OBJECTIVE: Locate each line in the data below that contains the word "house", and copy those lines out in order.

>> Begin STORED DATA

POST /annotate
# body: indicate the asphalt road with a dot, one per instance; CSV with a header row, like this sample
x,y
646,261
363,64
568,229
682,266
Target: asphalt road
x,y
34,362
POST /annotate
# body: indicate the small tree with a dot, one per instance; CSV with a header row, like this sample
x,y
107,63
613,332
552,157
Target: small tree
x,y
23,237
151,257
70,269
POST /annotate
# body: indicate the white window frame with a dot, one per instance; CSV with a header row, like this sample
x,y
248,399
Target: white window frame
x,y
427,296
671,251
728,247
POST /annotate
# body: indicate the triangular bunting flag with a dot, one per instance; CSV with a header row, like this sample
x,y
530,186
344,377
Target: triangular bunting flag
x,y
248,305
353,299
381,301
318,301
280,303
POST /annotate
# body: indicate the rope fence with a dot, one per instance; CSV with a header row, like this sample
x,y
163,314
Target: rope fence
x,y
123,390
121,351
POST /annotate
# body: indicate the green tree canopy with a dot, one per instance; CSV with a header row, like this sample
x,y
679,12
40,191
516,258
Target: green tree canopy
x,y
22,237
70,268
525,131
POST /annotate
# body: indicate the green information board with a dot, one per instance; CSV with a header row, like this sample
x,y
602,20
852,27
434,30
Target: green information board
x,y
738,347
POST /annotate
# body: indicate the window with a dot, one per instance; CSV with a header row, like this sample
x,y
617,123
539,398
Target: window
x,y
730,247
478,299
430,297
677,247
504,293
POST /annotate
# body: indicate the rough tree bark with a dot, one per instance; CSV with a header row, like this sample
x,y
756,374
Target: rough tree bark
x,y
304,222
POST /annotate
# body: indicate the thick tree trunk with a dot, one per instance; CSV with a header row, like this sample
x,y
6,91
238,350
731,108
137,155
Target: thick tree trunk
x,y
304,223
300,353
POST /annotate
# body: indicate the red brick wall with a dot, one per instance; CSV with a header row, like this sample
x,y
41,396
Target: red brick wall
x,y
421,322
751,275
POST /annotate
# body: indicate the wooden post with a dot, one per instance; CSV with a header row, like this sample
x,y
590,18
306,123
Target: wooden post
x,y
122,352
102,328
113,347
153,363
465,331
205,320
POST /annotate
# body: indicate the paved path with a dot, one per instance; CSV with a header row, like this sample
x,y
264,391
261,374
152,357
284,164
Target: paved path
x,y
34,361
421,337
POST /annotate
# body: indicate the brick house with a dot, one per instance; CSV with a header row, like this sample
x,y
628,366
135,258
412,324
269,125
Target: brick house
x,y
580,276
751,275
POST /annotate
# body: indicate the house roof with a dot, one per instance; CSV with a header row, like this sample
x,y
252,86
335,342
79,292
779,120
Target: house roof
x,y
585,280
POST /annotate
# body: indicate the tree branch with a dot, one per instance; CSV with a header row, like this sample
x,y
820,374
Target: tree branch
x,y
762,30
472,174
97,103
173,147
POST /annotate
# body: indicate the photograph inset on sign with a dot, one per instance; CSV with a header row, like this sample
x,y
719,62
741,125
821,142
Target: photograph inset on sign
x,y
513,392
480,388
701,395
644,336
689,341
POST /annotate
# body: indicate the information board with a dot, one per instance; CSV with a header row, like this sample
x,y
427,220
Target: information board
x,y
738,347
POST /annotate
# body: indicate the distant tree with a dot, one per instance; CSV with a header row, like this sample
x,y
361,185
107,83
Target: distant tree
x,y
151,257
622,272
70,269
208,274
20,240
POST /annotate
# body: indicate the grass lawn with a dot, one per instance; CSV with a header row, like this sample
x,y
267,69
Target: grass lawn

>> End STORED DATA

TASK RESULT:
# body: indicate the brick house with a dot, one per instance; CSV with a header row, like this sample
Target: brick house
# body: indicate the house roof with a dot, one per instance; CSV with a header row, like this sample
Target: house roof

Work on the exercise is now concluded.